Sure enough, the elusive first league victory was soon to come. And who better to achieve it against than the Hanoi Capitals (Read the match review here). Eat That! Suddenly, football was fun again, and most importantly, the dressing room spirit was back. We'd been in the trenches together, and although we may have lost a few brothers (and sisters: Heidi, Sao Mai, Saeko, Mai, we salute you) along the way, the soul of the team was very much alive, and dreams had finally become reality. Not only did we see off the Capitals, we also gave the new boys Archetype and the part timers FPT lessons in Minsk style football. Our stats for the season: Played 10, Won 3, Drew 2, Lost 5, Goals for 18, Goals against 20, Position 4th. Marvelous!

Having brought us so far, Colin decided it was time to relinquish his management duties, and the team embarked on the great socialist experiment of Captain for the Week for the following 2004-2005 season. Everyone would get their turn to lead the side, and more importantly, to choose the starting teams and formations. The era of the e-mail banter had arrived. We started competing for the most adventurous team formation: would it be the doves of peace, or the shrimps, or the tanks? No, the winner by a country mile was Ali's camp fire huddle' formation (where all 14 members of the squad were positioned in a broken circle just outside our own penalty area): no opposition team would be able to cope with that, unless they went down the left wing.

_ _ _

» **EXERCISE DETAILS**
Continue the history of the football team's seasons from where it stops, picking up after the sentence about Ali's formation.

_ _ _

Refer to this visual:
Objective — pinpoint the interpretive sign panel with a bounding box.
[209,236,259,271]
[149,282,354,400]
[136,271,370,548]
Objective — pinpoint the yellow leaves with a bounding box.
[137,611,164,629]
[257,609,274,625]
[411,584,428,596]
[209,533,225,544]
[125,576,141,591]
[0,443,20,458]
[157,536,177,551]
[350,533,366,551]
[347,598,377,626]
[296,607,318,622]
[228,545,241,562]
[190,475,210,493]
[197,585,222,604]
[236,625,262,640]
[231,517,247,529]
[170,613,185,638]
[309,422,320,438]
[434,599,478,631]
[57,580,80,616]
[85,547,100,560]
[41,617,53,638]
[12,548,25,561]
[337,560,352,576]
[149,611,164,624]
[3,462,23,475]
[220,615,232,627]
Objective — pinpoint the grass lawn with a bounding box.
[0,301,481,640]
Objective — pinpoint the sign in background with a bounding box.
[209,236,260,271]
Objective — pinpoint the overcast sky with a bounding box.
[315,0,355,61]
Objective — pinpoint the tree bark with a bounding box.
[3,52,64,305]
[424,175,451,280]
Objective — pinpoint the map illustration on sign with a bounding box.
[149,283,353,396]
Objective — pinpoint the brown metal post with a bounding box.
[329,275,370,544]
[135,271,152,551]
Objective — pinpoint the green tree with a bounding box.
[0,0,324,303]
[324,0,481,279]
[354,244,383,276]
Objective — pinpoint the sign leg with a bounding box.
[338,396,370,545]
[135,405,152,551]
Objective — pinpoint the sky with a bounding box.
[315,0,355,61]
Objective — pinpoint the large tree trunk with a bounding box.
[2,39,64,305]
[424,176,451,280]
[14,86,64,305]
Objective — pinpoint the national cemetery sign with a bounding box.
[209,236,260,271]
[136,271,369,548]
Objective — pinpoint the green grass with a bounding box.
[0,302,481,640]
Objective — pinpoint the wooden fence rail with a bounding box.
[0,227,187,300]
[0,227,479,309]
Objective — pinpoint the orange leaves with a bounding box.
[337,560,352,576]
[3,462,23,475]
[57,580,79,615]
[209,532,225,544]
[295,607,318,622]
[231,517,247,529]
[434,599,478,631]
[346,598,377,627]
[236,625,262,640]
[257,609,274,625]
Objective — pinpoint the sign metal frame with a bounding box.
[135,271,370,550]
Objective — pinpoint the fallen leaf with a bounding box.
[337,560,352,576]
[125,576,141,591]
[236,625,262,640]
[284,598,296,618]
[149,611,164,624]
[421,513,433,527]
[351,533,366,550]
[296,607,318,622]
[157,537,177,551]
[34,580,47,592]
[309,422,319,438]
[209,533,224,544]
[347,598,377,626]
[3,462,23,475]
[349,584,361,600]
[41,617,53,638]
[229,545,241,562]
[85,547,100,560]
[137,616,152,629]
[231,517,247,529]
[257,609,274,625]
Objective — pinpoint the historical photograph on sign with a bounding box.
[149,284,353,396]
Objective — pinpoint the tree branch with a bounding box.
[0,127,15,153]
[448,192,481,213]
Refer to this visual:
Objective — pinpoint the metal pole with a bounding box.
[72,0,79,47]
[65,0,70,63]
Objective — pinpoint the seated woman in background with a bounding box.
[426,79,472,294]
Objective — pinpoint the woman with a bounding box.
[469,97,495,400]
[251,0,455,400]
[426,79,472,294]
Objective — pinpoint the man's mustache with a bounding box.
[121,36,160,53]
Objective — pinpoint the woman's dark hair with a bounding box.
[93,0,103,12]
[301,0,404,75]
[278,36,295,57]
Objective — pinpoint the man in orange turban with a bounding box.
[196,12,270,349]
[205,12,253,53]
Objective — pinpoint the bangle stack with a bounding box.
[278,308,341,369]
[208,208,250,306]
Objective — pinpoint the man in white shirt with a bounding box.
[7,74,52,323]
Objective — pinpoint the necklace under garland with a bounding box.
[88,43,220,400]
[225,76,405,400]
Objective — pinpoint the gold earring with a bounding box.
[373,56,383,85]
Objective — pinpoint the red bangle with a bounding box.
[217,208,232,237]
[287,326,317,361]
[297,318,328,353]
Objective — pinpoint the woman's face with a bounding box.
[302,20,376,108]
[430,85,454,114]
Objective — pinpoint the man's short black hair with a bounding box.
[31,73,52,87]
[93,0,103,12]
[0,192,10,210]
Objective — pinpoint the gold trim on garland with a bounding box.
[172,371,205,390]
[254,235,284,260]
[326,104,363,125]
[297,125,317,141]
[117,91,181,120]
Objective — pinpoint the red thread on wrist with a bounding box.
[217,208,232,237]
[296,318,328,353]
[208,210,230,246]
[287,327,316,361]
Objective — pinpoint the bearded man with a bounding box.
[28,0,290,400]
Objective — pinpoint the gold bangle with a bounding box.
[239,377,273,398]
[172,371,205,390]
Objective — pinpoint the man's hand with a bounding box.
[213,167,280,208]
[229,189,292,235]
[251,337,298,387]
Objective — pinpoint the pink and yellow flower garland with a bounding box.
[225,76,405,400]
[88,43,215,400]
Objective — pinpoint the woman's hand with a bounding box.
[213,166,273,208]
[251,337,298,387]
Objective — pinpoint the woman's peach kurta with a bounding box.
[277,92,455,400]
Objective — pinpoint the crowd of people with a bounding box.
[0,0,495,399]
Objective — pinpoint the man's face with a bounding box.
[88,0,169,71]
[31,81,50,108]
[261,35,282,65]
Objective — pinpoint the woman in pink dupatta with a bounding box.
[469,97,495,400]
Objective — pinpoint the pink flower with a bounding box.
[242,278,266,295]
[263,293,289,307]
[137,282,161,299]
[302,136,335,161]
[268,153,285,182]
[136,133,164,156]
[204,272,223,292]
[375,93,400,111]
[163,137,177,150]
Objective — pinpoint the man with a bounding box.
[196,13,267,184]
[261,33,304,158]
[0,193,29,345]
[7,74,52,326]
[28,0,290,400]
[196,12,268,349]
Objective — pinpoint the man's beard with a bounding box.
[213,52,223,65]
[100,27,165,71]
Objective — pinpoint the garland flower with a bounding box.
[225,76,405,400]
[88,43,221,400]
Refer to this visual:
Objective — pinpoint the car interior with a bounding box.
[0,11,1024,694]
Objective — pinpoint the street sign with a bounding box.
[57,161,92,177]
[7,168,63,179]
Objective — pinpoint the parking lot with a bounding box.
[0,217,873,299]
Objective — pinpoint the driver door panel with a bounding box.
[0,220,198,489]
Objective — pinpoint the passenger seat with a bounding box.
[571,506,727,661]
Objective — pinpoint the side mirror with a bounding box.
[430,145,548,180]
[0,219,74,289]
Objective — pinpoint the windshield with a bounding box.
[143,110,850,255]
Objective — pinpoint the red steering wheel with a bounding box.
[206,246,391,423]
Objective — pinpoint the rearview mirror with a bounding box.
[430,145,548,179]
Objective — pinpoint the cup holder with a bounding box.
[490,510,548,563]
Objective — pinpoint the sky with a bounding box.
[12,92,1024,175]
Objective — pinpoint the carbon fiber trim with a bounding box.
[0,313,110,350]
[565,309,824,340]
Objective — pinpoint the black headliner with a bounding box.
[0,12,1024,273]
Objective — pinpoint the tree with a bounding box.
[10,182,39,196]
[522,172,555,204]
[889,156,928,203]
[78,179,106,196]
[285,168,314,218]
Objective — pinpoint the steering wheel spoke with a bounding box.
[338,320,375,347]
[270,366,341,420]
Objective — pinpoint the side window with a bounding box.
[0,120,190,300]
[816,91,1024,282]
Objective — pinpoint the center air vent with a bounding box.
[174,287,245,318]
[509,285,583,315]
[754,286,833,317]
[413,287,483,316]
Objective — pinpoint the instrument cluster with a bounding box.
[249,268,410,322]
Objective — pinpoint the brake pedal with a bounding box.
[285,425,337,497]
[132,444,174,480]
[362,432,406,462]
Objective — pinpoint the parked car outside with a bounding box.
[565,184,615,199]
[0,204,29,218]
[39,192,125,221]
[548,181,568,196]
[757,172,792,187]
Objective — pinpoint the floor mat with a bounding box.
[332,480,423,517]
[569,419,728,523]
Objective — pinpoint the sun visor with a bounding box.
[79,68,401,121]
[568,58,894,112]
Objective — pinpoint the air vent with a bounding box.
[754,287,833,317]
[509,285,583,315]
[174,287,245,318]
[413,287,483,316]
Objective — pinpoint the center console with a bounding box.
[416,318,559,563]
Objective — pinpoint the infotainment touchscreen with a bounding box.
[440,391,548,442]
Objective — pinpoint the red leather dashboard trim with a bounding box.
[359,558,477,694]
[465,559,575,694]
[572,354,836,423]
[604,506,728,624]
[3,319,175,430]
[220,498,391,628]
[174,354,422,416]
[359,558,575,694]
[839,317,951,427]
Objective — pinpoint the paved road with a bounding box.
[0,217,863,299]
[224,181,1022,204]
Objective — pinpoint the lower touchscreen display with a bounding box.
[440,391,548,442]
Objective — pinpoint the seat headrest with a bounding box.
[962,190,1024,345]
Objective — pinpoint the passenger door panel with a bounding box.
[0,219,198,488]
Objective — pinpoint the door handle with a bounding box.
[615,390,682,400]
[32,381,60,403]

_ _ _

» **EXERCISE RESULT**
The season was so good in terms of spirit, and since we were unbridled of having a proper organization structure, that we have no records of the results, because everyone thought someone else would take care of it. It was probably Played 12, Won 4, Drew 4, Lost 4, and we probably finished mid-table, and quite possibly, for the first time, did not win the fair play award. We didn't care, we were too busy writing amusing e-mails and building our team for the following season's assault on the top.

Life at the Top

2005-2006 may or may not turn out to be the pinnacle season in Minsk FC folklore. We'd finally shaken off that minnows tag; we were no longer occasional giant killers, we were actual real life giants. And we were more handsome than ever. The socialist experiment in rotating captaincy had gone, and it was left to Johnny Symons, as the only squad member out of employment, to take up the gaffership.

As the average age of the team was creeping up to the early to mid thirties, it was time to introduce some young blood and we brought in Ryan Mundy, the baby faced assassin and A level student. Suddenly, from scraping around on the phone 10 minutes before kick-off to see who could come, we had a proper squad. We even had a spare practice ball.And new shirts! In a tip of the hat to our small French contingent, we became Les Bleus for a season. We almost had a sponsor too, in Kingsland water. It was only after we had put their crest on our shirts that we found out they were offering 100,000VND instead of 100USD.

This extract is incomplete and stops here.